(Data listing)
++++++++++
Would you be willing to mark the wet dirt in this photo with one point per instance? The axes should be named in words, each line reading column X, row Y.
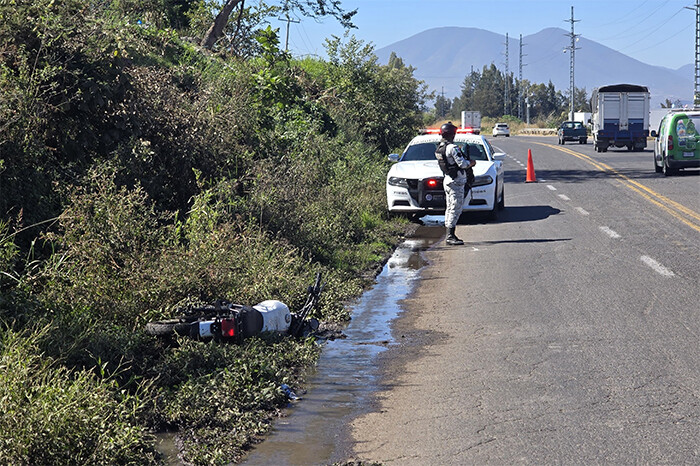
column 314, row 429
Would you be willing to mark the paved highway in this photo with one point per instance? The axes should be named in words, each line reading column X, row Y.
column 566, row 331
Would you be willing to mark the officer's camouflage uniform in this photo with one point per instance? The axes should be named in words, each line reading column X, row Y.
column 454, row 187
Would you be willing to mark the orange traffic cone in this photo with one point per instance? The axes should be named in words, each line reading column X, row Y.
column 530, row 169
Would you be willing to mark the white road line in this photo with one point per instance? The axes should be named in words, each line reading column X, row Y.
column 658, row 268
column 611, row 233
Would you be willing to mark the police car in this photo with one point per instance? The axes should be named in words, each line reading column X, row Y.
column 414, row 182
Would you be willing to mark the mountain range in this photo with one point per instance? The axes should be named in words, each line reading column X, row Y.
column 444, row 56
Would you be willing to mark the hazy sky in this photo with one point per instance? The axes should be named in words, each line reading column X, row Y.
column 657, row 32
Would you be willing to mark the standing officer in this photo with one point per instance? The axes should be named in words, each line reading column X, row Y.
column 454, row 165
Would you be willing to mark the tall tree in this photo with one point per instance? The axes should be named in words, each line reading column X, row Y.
column 311, row 8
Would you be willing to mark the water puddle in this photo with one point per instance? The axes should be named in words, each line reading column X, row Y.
column 345, row 376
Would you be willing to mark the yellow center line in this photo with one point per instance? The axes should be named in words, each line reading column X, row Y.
column 675, row 209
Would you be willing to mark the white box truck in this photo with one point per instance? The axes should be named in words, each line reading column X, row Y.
column 620, row 116
column 471, row 119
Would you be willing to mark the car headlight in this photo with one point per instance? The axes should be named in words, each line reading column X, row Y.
column 396, row 181
column 482, row 180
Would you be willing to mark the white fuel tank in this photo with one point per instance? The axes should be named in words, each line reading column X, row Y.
column 276, row 315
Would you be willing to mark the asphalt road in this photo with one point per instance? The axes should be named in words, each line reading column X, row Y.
column 566, row 331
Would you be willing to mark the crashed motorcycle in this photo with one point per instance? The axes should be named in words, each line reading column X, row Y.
column 228, row 322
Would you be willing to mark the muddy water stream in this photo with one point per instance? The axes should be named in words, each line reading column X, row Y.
column 312, row 431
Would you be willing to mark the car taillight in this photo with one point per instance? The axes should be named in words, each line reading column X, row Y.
column 228, row 328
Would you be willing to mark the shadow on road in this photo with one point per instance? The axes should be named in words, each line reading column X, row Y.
column 580, row 176
column 516, row 241
column 510, row 215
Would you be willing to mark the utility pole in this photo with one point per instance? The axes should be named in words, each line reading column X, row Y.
column 288, row 20
column 506, row 96
column 572, row 48
column 696, row 90
column 520, row 79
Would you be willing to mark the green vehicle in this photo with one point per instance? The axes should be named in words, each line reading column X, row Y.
column 572, row 131
column 677, row 142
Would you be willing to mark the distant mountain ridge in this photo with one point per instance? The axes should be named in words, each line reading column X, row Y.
column 444, row 56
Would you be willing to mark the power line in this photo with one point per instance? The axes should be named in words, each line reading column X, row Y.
column 696, row 91
column 572, row 48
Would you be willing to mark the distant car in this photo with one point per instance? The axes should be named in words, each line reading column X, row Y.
column 414, row 183
column 677, row 143
column 572, row 131
column 501, row 129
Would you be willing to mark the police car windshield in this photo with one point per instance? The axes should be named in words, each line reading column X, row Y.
column 426, row 151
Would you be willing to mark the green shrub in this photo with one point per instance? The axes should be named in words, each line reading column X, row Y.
column 52, row 416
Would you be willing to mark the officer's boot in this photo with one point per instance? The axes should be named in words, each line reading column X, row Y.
column 452, row 239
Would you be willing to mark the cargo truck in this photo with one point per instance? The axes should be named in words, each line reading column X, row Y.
column 471, row 119
column 620, row 117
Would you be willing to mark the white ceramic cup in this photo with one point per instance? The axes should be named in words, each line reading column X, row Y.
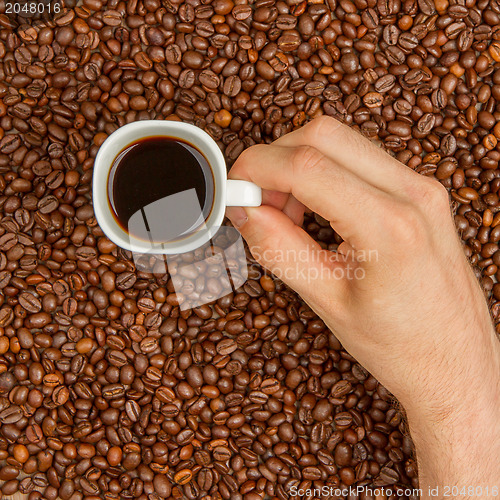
column 226, row 192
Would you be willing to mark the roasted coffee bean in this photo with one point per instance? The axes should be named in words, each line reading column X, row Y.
column 105, row 383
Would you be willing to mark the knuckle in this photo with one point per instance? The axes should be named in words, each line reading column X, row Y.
column 307, row 160
column 322, row 126
column 248, row 155
column 405, row 226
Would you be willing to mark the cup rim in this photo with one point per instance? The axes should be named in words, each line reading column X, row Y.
column 132, row 132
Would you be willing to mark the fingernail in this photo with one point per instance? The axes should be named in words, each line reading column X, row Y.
column 237, row 216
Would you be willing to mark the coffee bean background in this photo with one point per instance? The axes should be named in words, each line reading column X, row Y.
column 108, row 390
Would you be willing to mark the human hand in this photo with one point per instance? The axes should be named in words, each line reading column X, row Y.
column 414, row 314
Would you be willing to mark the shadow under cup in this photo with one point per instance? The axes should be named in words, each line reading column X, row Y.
column 161, row 189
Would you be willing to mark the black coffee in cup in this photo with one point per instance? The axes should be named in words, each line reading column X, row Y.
column 160, row 189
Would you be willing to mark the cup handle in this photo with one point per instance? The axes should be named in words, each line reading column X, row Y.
column 242, row 194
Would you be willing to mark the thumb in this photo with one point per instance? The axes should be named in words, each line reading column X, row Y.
column 286, row 250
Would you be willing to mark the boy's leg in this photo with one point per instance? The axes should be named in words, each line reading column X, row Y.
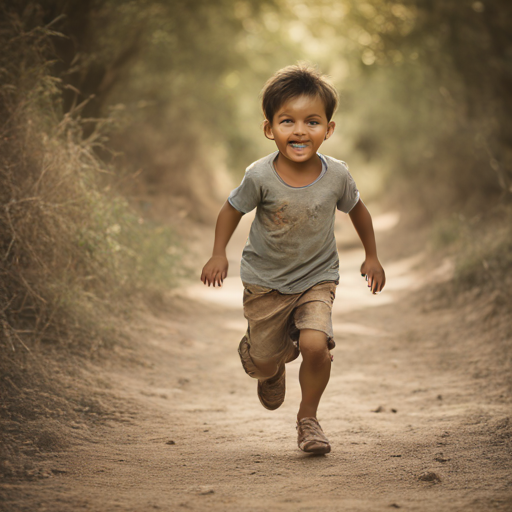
column 315, row 370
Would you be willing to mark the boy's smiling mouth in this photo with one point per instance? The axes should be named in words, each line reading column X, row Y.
column 298, row 145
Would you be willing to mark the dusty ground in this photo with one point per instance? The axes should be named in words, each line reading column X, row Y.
column 417, row 410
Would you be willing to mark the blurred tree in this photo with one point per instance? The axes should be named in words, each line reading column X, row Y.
column 177, row 72
column 430, row 93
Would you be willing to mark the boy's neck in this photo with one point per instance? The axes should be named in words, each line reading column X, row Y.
column 298, row 174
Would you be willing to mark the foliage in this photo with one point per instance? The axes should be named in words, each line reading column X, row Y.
column 429, row 96
column 71, row 253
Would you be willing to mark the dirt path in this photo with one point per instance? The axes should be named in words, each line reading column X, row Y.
column 411, row 425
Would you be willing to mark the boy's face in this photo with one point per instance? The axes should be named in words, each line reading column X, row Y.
column 299, row 127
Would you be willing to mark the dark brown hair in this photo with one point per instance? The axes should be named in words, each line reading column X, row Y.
column 293, row 81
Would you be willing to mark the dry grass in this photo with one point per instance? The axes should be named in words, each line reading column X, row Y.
column 72, row 254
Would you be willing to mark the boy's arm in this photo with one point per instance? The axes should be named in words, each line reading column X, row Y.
column 216, row 269
column 371, row 267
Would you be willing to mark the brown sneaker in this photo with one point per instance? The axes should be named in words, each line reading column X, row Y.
column 310, row 436
column 271, row 391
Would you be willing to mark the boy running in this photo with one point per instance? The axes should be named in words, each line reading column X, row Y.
column 290, row 262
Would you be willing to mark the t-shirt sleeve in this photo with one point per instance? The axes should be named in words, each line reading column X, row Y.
column 350, row 195
column 246, row 196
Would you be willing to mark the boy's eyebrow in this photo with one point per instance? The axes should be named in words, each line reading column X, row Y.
column 285, row 114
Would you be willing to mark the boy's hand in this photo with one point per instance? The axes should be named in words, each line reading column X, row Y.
column 372, row 270
column 215, row 271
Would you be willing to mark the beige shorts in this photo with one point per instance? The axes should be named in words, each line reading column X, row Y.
column 276, row 319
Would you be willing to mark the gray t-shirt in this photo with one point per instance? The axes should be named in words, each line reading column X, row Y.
column 291, row 245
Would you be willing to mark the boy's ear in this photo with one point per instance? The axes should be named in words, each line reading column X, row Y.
column 267, row 129
column 330, row 129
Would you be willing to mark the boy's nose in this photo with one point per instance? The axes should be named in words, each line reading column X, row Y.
column 300, row 128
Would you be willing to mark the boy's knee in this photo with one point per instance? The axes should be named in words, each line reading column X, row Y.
column 255, row 368
column 313, row 346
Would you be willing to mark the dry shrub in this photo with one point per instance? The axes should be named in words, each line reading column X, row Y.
column 72, row 255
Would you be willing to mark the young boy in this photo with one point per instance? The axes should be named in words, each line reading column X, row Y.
column 290, row 263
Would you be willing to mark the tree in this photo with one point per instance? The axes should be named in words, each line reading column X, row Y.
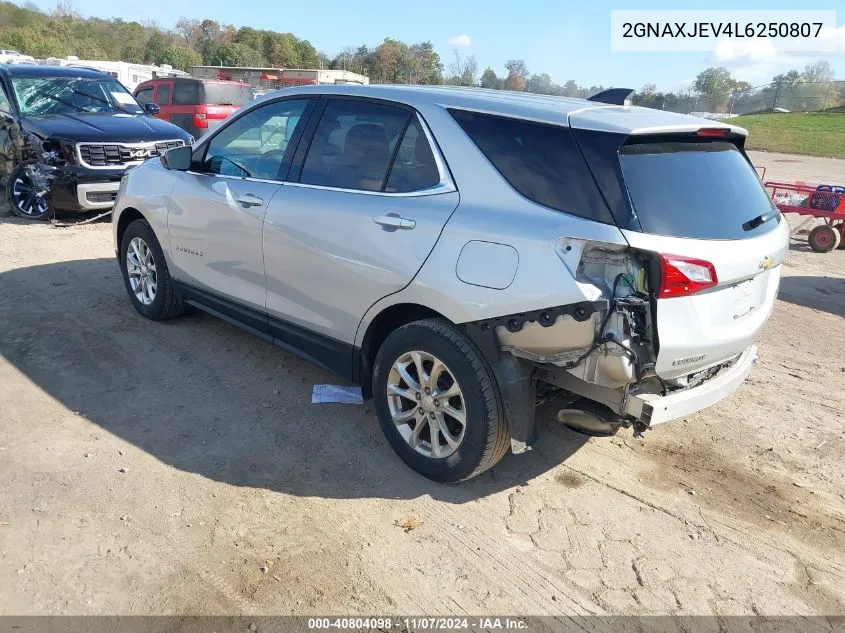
++++++++++
**Required task:**
Repeat, word for word, the lines of the entries above, from the line containing "Would you be willing to mark the officer's camouflage" through the line containing "column 454, row 187", with both of those lines included.

**Task answer:**
Would you be willing to mark the officer's camouflage uniform in this photo with one point per instance? The axes should be named in words, each line reading column X, row Y.
column 454, row 187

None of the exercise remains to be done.